* **本文抜粋**:
☆ ☆ ☆ ☆ ☆
P1040156日時:3月4日(土)13:30~16:30
場所:神戸市立婦人会館 大会議室「さくら」
参加:37名(会員20名・一般17名)

内容:春の乳がん無料相談会
   ◆会場全体がセカンドオピニオン外来になっていた◆

 3月4日(土)に三好康雄先生(兵庫医科大学 乳腺・内分泌外科教授、診療部長)にお願いして「春の乳がん無料相談会」を開催しました。
いつも大きな講演会を主催した時に講演をお願いしているので、多忙な先生に相談医をお願いするのを遠慮していたら、会員から是非三好先生の相談会を開催して欲しいと要望があり先生にお伺いすると快く引き受けて下さったのでお願いしました。

 先ず初めに「診察ではないのでデータもそろっていないし、紙面上での情報とご相談なのでどこまで最適なお応えができるか分かりませんができる限りのお話はさせていただきたいと思います。」と誠実なお人柄の三好先生らしい挨拶をされました。
☆ ☆ ☆ ☆ ☆
* **データ抜粋**:
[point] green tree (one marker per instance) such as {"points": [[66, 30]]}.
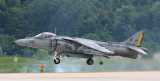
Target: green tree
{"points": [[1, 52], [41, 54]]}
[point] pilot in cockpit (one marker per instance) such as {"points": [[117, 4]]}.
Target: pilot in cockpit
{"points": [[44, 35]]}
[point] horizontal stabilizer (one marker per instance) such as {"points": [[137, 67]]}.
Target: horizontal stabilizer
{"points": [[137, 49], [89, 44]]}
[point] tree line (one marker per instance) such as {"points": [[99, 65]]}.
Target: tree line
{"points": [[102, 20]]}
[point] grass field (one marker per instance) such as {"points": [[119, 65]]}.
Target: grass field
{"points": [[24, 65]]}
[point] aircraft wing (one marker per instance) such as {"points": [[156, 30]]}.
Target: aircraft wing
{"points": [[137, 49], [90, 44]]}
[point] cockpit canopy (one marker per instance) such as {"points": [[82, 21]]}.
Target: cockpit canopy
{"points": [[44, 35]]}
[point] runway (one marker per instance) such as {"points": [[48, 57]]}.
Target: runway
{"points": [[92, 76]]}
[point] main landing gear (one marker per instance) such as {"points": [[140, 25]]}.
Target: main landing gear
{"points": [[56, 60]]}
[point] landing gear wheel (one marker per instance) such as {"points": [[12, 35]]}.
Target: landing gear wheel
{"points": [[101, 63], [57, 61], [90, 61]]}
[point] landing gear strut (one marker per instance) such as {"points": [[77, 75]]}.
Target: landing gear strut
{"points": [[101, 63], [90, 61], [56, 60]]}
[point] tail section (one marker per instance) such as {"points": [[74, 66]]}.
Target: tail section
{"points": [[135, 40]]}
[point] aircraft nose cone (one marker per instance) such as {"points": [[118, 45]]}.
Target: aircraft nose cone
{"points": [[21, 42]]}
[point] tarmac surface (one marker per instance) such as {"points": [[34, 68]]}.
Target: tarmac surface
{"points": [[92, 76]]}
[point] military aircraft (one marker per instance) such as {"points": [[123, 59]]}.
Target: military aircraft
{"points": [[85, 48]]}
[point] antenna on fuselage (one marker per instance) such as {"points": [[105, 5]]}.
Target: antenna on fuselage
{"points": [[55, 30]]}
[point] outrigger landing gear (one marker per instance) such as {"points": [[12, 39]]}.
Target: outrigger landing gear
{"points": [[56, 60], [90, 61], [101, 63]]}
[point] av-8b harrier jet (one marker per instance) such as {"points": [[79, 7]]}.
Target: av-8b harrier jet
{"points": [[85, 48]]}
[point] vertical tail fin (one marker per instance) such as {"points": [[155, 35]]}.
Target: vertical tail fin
☆ ☆ ☆ ☆ ☆
* **作業内容**: 乳がん無料相談会の報告のうち、「3月4日(土)に三好康雄先生」を含む言葉から始まり「先生らしい挨拶をされました。」で終わる部分を、一字も変えずに書き写してください。

* **回答**:
3月4日(土)に三好康雄先生(兵庫医科大学 乳腺・内分泌外科教授、診療部長)にお願いして「春の乳がん無料相談会」を開催しました。
いつも大きな講演会を主催した時に講演をお願いしているので、多忙な先生に相談医をお願いするのを遠慮していたら、会員から是非三好先生の相談会を開催して欲しいと要望があり先生にお伺いすると快く引き受けて下さったのでお願いしました。

 先ず初めに「診察ではないのでデータもそろっていないし、紙面上での情報とご相談なのでどこまで最適なお応えができるか分かりませんができる限りのお話はさせていただきたいと思います。」と誠実なお人柄の三好先生らしい挨拶をされました。